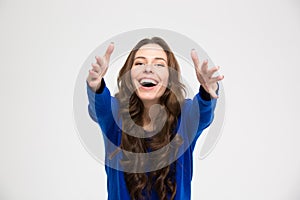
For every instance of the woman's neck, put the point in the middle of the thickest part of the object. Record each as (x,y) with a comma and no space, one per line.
(147,116)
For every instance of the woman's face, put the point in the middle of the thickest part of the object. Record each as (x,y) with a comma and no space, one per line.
(150,73)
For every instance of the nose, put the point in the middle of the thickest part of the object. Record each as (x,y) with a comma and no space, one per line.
(148,68)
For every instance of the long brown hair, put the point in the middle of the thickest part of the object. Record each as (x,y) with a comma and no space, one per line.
(162,180)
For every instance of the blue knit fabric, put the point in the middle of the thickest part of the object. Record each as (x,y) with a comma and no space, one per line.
(196,115)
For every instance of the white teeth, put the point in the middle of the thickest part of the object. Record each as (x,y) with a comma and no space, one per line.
(145,80)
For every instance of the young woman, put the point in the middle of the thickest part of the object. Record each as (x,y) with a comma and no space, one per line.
(148,114)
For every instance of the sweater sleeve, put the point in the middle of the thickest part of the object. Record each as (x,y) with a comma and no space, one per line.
(102,107)
(198,114)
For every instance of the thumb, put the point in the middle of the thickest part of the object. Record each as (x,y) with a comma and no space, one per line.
(195,58)
(109,51)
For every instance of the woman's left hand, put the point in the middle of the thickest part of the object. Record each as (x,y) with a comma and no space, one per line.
(205,75)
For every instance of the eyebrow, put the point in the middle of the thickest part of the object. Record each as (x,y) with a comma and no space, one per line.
(156,58)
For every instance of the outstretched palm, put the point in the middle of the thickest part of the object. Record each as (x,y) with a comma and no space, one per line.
(99,69)
(205,75)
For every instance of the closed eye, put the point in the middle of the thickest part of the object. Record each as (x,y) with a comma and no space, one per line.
(159,65)
(139,63)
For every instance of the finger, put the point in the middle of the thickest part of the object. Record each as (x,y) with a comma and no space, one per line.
(204,66)
(100,61)
(109,51)
(93,74)
(212,70)
(195,59)
(96,67)
(216,79)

· · · ·

WHAT THE TASK ASKS: Set down the entries shown above once more, exactly as they read, but without pictures.

ANSWER FOR THE TASK:
For every instance of the woman's neck, put the point in the middle of the thickest part of the object. Record each as (x,y) with a comma and no space, one per line.
(147,116)
For every instance of the woman's face, put the point in the middle of the thickest part of the object. Record each as (x,y) with a comma and no space, one per line.
(150,73)
For every instance of the nose, put the point in the middle of the thickest part of the object. Record each as (x,y) with a comma and no space, one per line.
(148,68)
For every instance of the long brown hair, put the point in the middle of the thickest part of the object. Record each as (x,y) with a comma and no space, one per line.
(162,180)
For every instance of the blue knit fabric, put the point in the middle of the thickest part of the object. Record each as (x,y) with a comma and no space, one per line.
(196,115)
For every instance of the white teeth, put the point in the middle of the thickest part of the object. Record each as (x,y) with a comma and no space, one per line.
(145,80)
For every instance of the young woman, put the point in the middle of the thickest part of the object. Record each as (x,y) with a comma and no space, one per line.
(148,114)
For every instance of the sweater sleeve, put the point in the middle of the thickest part of the object. Record each as (x,y) with a comma and no space, one per line.
(102,107)
(198,114)
For every instance of the thumb, put the point in the middle of the thickest part of the object. Record each as (x,y) with a comma and no space, one per line.
(195,58)
(109,51)
For every instance of the woman's left hand, put the point in the middle of the thickest part of the object. Record each as (x,y) with a comma and no space, one per line.
(205,75)
For every instance of the eyebrow, put the point in the middle of the thickest part of the object. Record each as (x,y) with a comma and no space, one per line.
(156,58)
For every instance of the outstretched palm, put the point in the middle of the thickest part of the object. Record each as (x,y) with a comma and no space, one per line.
(99,69)
(205,75)
For every instance of the closed eye, put the point in the middle of the thickest part of the object. Record each as (x,y) with a comma and no space, one per line.
(159,65)
(139,63)
For every instance of the finger, put the point in the middle of the thickest part of the object. Record each as (x,y) with a comma and no space, one per line.
(204,66)
(100,61)
(109,51)
(93,74)
(212,70)
(195,59)
(96,67)
(216,79)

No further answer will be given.